Parts of the exercise:
A - From the chat excerpt, list every tool named as able to do the same job as regex, reliably and as fast.
B - In the chat excerpt, what share of the lisp files people regularly work with is wagered to be under 1000 lines of code?
C - Please write out the part of the chat excerpt that begins at the words "what i’m saying" and stops after "expression thing clear?".

Text shown:
------------

I am willing to wager that 99% of lisp files that people regularly work with are under 1000 lines of code

chrisoakman06:02:55

there are obviously exceptions to that, like if you're working on cljs.core

shaunlebron06:02:36

what i’m saying is that it’s now possible to hit 100% reliably and quickly

chrisoakman06:02:07

are you going to add another function to the API?

shaunlebron06:02:44

is what I said about the parent expression thing clear?

shaunlebron06:02:26

you use regex

shaunlebron06:02:06

emacs and cursive can do the same as your regex, but reliably and as fast

shaunlebron06:02:21

so can parinfer’s reader

chrisoakman06:02:32

by just keeping a running data structure of the whole file?

------------

Material:
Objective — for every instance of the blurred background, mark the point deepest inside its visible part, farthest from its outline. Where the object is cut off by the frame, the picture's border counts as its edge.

------------

Task-by-task answers:
A -
emacs
cursive
parinfer’s reader

B - 99%

C -
what i’m saying is that it’s now possible to hit 100% reliably and quickly

chrisoakman06:02:07

are you going to add another function to the API?

shaunlebron06:02:44

is what I said about the parent expression thing clear?